### YOUR INSTRUCTIONS
In your copy of the listing below, reproduce each word exactly and include no pictures.

### MATERIAL FOR THIS EXERCISE
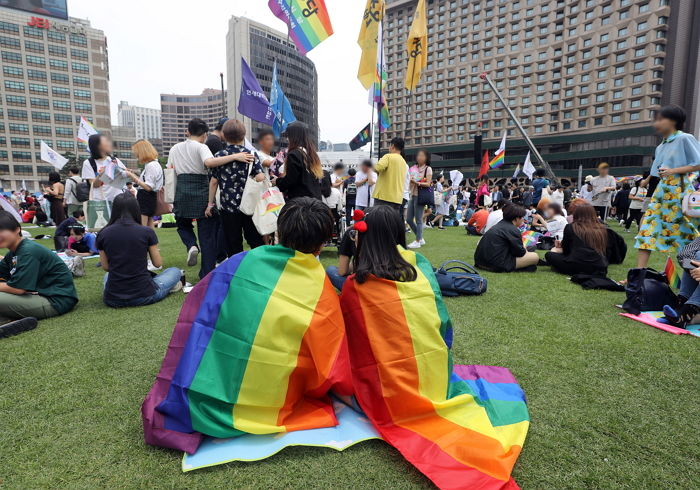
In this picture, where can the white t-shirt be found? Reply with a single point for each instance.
(188, 157)
(111, 188)
(495, 217)
(364, 192)
(152, 175)
(556, 225)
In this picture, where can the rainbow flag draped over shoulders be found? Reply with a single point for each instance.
(307, 21)
(259, 344)
(461, 427)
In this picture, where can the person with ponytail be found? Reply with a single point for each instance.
(303, 171)
(584, 246)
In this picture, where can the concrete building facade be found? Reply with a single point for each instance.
(178, 110)
(53, 72)
(584, 77)
(261, 46)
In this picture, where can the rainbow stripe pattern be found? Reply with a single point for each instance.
(307, 21)
(461, 427)
(259, 344)
(672, 273)
(498, 160)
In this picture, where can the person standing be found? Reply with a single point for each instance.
(150, 181)
(391, 170)
(421, 177)
(677, 160)
(303, 171)
(603, 187)
(190, 159)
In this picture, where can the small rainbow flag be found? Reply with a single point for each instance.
(498, 160)
(307, 21)
(461, 427)
(672, 274)
(245, 359)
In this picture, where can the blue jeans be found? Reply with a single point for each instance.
(337, 280)
(690, 288)
(163, 282)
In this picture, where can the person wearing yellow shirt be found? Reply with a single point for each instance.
(392, 171)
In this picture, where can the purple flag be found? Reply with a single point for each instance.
(253, 102)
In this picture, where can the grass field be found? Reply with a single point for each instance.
(613, 404)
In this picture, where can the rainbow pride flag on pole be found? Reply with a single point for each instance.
(307, 21)
(259, 344)
(672, 273)
(461, 427)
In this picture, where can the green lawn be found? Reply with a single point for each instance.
(613, 404)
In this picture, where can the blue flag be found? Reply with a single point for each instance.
(253, 102)
(280, 106)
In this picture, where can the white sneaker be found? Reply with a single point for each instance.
(192, 255)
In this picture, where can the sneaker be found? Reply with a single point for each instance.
(18, 326)
(192, 255)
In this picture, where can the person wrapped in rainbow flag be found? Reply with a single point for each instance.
(261, 342)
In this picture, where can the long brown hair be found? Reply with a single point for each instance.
(298, 136)
(589, 229)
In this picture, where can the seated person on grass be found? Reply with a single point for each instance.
(399, 338)
(125, 246)
(502, 249)
(258, 345)
(60, 237)
(34, 281)
(81, 243)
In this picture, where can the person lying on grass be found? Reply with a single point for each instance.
(34, 281)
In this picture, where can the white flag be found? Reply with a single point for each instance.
(528, 167)
(456, 177)
(85, 130)
(53, 157)
(502, 148)
(517, 172)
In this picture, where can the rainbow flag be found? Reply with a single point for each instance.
(498, 160)
(259, 344)
(462, 427)
(308, 23)
(672, 273)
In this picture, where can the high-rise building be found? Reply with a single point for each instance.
(144, 120)
(584, 77)
(261, 47)
(53, 72)
(178, 110)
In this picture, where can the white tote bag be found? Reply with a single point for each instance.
(268, 209)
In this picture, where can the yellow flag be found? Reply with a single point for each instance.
(374, 13)
(417, 47)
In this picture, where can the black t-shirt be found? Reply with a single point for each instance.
(347, 244)
(126, 245)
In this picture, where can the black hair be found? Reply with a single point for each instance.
(377, 252)
(513, 212)
(9, 222)
(398, 143)
(54, 177)
(305, 224)
(94, 142)
(125, 206)
(197, 127)
(674, 113)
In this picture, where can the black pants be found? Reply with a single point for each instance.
(235, 226)
(635, 215)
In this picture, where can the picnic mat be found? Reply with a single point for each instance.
(353, 427)
(651, 318)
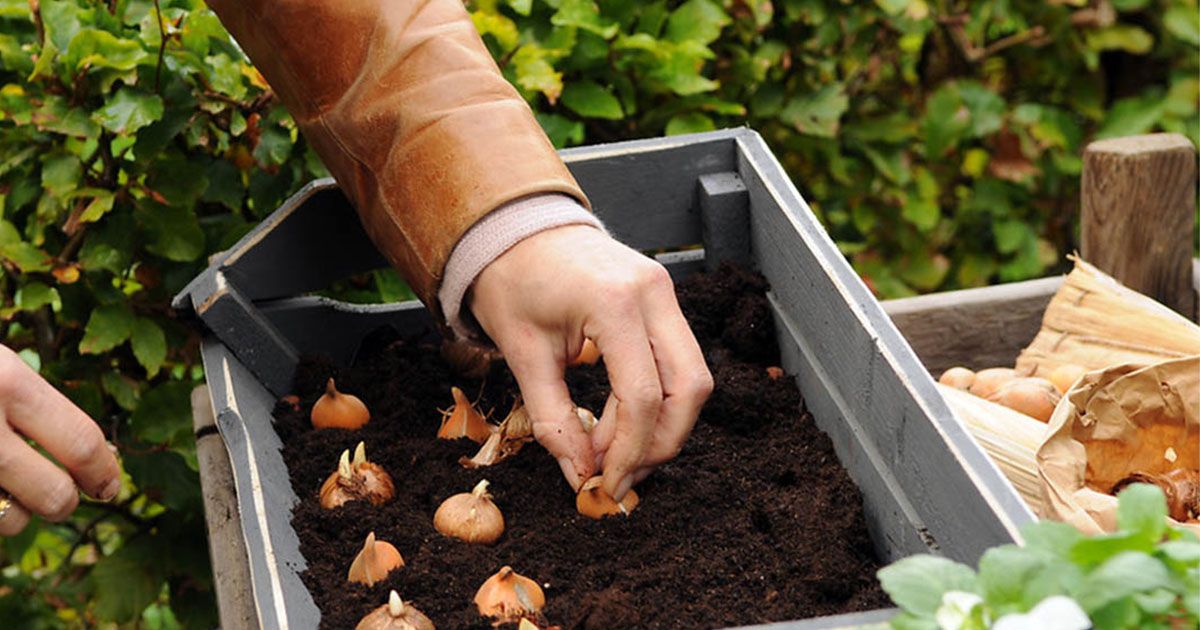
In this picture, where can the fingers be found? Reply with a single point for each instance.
(635, 385)
(15, 520)
(41, 413)
(683, 373)
(42, 487)
(539, 373)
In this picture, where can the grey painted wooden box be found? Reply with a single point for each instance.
(927, 485)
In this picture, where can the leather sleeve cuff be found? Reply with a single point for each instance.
(493, 235)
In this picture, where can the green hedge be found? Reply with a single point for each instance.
(937, 141)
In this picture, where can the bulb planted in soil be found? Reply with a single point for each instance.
(594, 503)
(508, 597)
(471, 516)
(375, 562)
(335, 409)
(462, 420)
(357, 480)
(396, 615)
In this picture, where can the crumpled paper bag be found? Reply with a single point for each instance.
(1113, 423)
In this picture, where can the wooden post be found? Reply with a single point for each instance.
(1139, 214)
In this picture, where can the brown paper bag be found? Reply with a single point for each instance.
(1113, 423)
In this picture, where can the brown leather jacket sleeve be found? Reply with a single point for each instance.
(409, 113)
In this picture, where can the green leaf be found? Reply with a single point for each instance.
(172, 232)
(129, 111)
(1120, 576)
(689, 123)
(108, 327)
(562, 131)
(817, 113)
(917, 583)
(61, 174)
(149, 346)
(1182, 22)
(1132, 115)
(126, 582)
(101, 49)
(35, 295)
(696, 21)
(591, 100)
(1141, 509)
(583, 15)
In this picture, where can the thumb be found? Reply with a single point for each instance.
(555, 424)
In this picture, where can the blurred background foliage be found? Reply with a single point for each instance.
(939, 141)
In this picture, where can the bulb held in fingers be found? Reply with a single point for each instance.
(375, 562)
(357, 480)
(594, 503)
(508, 597)
(463, 420)
(471, 516)
(396, 615)
(335, 409)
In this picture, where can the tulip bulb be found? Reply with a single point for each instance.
(357, 480)
(335, 409)
(594, 503)
(463, 420)
(508, 597)
(375, 562)
(589, 353)
(396, 615)
(471, 516)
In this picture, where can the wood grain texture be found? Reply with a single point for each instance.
(227, 547)
(1139, 215)
(973, 328)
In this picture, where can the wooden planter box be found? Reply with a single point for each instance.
(925, 484)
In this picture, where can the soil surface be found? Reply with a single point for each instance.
(755, 521)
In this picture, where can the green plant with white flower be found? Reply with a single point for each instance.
(1144, 576)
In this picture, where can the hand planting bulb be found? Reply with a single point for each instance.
(335, 409)
(375, 562)
(357, 480)
(508, 597)
(396, 615)
(471, 516)
(463, 420)
(594, 503)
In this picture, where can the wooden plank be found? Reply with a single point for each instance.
(227, 547)
(886, 411)
(1139, 215)
(975, 328)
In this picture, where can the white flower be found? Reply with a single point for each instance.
(1051, 613)
(961, 611)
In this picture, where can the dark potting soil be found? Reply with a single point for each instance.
(755, 521)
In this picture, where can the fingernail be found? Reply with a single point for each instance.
(573, 478)
(109, 491)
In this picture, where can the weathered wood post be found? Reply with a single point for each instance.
(1139, 214)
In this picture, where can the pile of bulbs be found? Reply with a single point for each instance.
(473, 517)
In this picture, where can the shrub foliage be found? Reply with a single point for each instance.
(937, 141)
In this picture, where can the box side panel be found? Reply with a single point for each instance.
(264, 491)
(873, 378)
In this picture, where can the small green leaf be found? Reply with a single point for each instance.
(1120, 576)
(917, 583)
(689, 123)
(129, 111)
(108, 327)
(817, 113)
(149, 346)
(591, 100)
(697, 21)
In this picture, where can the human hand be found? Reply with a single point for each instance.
(543, 298)
(31, 408)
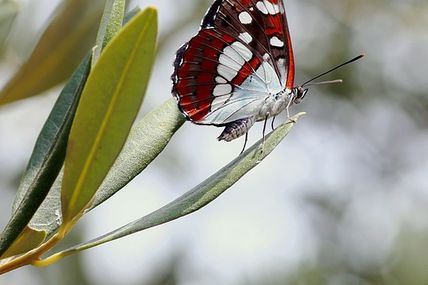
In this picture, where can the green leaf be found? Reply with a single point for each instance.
(47, 157)
(109, 104)
(145, 142)
(202, 194)
(111, 23)
(27, 240)
(60, 49)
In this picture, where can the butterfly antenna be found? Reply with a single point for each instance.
(331, 70)
(325, 82)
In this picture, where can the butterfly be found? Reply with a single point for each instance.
(239, 68)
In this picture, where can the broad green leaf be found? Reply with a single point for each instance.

### RESULT FOR THIS EXERCISE
In this picture, where can the white t-shirt be found? Reply with a single point for each instance.
(188, 157)
(111, 188)
(495, 217)
(364, 192)
(152, 175)
(556, 225)
In this picture, where can the rainbow flag draped over shoulders be found? Reply with a single point for each instance.
(307, 21)
(259, 344)
(461, 427)
In this picture, where can the person with ponytail be found? Reply with a single point for each instance.
(303, 171)
(584, 246)
In this picture, where can the concrete building facade be found? Reply with a single point for each instance.
(178, 110)
(53, 72)
(584, 77)
(261, 46)
In this picture, where can the rainbow stripe pattern be found? Reply with a single point for each instance.
(307, 21)
(461, 427)
(259, 344)
(672, 273)
(498, 160)
In this picture, where can the person standing be found? Reply with a single point for each instance.
(150, 181)
(391, 170)
(421, 177)
(677, 160)
(303, 171)
(603, 187)
(190, 159)
In this picture, where can the small rainbow flag be found? Reply with a single point for each instance.
(498, 160)
(307, 21)
(461, 427)
(672, 274)
(245, 359)
In this picture, where can the blue jeans be found? Reply with a single point for each instance.
(337, 280)
(690, 288)
(163, 282)
In this picture, where can the person wearing yellow shirt be found? Reply with a single point for each instance.
(392, 171)
In this picture, where can the purple flag be found? Reply with a single point for each instance.
(253, 102)
In this picture, where can the grass field be found? Reply with a single point for each instance.
(613, 404)
In this picture, where can the rainbow pride flag on pole be found? Reply with a single point for each instance.
(307, 21)
(259, 344)
(672, 273)
(461, 427)
In this picture, where can the green lawn be found? Reply with a single point for each instance.
(613, 404)
In this picture, where can the blue flag be found? Reply with a single point for each instance.
(253, 102)
(280, 106)
In this picture, where can the white sneaker be found? Reply with a single point for each instance.
(192, 255)
In this picture, where can the sneaker be found? Reply with a single point for each instance.
(18, 326)
(192, 255)
In this picture, where can the person wrapped in rainbow flag be found? Reply with a single point for each instance.
(261, 342)
In this picture, where can the long brown hair be found? Reply with a single point for each instance.
(298, 136)
(589, 229)
In this picture, where can the seated person on grass be found? Reply with a single point for each instance.
(399, 338)
(125, 246)
(502, 249)
(258, 345)
(60, 237)
(34, 281)
(81, 243)
In this picture, where can the person lying on grass be found? Reply with a single point for each instance.
(34, 281)
In this picture, where can the white flag be found? Reply with a single point for each instance.
(528, 167)
(456, 177)
(85, 130)
(53, 157)
(502, 148)
(517, 172)
In this picture, where can the rainbow flag be found? Reply with a single point for each instance.
(498, 160)
(259, 344)
(462, 427)
(308, 23)
(672, 273)
In this picture, where can the high-rise building be found? Reply with a single point for each instance.
(144, 120)
(584, 77)
(261, 47)
(53, 72)
(178, 110)
In this picture, where can the white tote bag be found? Reply with a single point for each instance.
(268, 209)
In this picture, where can the yellow flag be found? Reply with a single point for each instance.
(374, 13)
(417, 47)
In this picture, where can the black t-shirt be found? Reply with a single point for each instance.
(347, 244)
(126, 245)
In this picture, where can the black hair be found? Reply with a single point for each instance.
(377, 252)
(513, 212)
(9, 222)
(398, 143)
(54, 177)
(305, 224)
(94, 142)
(125, 206)
(197, 127)
(674, 113)
In this picture, where can the black pants be found? Reply with a single point for each instance.
(235, 226)
(635, 215)
In this picture, where can the picnic mat be found? Reply with a single point for each instance.
(353, 427)
(651, 318)
In this picture, where can the fingers be found? Reply with a single point for each instance.
(635, 385)
(15, 520)
(41, 413)
(683, 373)
(42, 487)
(539, 373)
In this picture, where can the grey painted wooden box be found? Reply with a single point for each instance.
(927, 485)
In this picture, where can the leather sleeve cuff be found? Reply with a single point for each instance.
(493, 235)
In this picture, where can the green hedge be found? Reply with a single point for each instance.
(937, 141)
In this picture, where can the bulb planted in soil be found? Reply with a single point for each instance.
(594, 503)
(508, 597)
(471, 516)
(375, 562)
(335, 409)
(462, 420)
(357, 480)
(396, 615)
In this picture, where can the crumpled paper bag be found? Reply with a single point for each instance.
(1113, 423)
In this picture, where can the wooden post be found? Reply with a single point for each instance.
(1139, 214)
In this picture, where can the brown paper bag be found? Reply with a single point for each instance.
(1113, 423)
In this picture, where can the brown leather jacket sleeve be found? Reply with a single point for each instance.
(409, 113)
In this picture, where can the green leaf be found? Reply with a single point for each instance.
(172, 232)
(129, 111)
(1120, 576)
(689, 123)
(108, 327)
(562, 131)
(817, 113)
(917, 583)
(61, 174)
(149, 346)
(1182, 22)
(1132, 115)
(126, 582)
(101, 49)
(35, 295)
(696, 21)
(591, 100)
(1141, 509)
(583, 15)
In this picture, where can the thumb be found? Reply with a single point for each instance.
(555, 424)
In this picture, where can the blurred background foliage be found? Reply with a single point for each instance.
(939, 141)
In this picture, where can the bulb held in fingers be found? Reply with a single point for each instance.
(375, 562)
(357, 480)
(594, 503)
(508, 597)
(463, 420)
(471, 516)
(396, 615)
(335, 409)
In this picture, where can the tulip bulb be found? Reply with a single point for each instance.
(357, 480)
(335, 409)
(594, 503)
(463, 420)
(508, 597)
(375, 562)
(589, 353)
(396, 615)
(471, 516)
In this picture, where can the wood grain texture be found? Reply with a single point for each instance.
(227, 547)
(1139, 215)
(973, 328)
In this picture, where can the wooden planter box be found? Reply with a single point for each instance.
(925, 484)
In this picture, where can the soil surface be found? Reply with a single point for each instance.
(755, 521)
In this picture, where can the green plant with white flower be found? Reply with a single point for each instance.
(1144, 576)
In this picture, where can the hand planting bulb be found? Reply with a single point for each instance.
(335, 409)
(375, 562)
(357, 480)
(508, 597)
(396, 615)
(471, 516)
(463, 420)
(594, 503)
In this picture, where can the wooden plank be found? Reply with a single point for each instance.
(227, 547)
(886, 411)
(1139, 215)
(975, 328)
In this picture, where can the white flower be found? Reply with a single point for each instance.
(1051, 613)
(961, 611)
In this picture, where can the dark potting soil be found? Reply with a single point for each instance.
(755, 521)
In this picture, where can the fingernail be found? Reply with a single point for each instance.
(573, 478)
(109, 491)
In this picture, where can the weathered wood post be found? Reply with a single point for each instance.
(1139, 214)
In this picture, where can the pile of bulbs be found? Reply with a single point for each instance.
(473, 517)
In this picture, where can the shrub foliage be found? Reply with a single point for each instance.
(937, 141)
In this picture, where can the box side panel be found? Reply with a single point for each instance.
(264, 491)
(873, 378)
In this picture, where can the small green leaf be found? Reply with a single point for each instance.
(1120, 576)
(917, 583)
(689, 123)
(129, 111)
(108, 327)
(817, 113)
(149, 346)
(591, 100)
(697, 21)
In this picture, where can the human hand be found? Reply with a single point for each instance.
(543, 298)
(31, 408)
In this picture, where can the green leaf be found? Reply with a single point for each instance.
(47, 157)
(109, 104)
(145, 142)
(202, 194)
(111, 23)
(27, 240)
(60, 49)
In this picture, where can the butterfly antenna be found? Reply with a single point for each instance.
(331, 70)
(325, 82)
In this picture, where can the butterfly be found? Reply with a single point for each instance.
(239, 68)
In this picture, where can the broad green leaf be found? Reply with a single point for each instance.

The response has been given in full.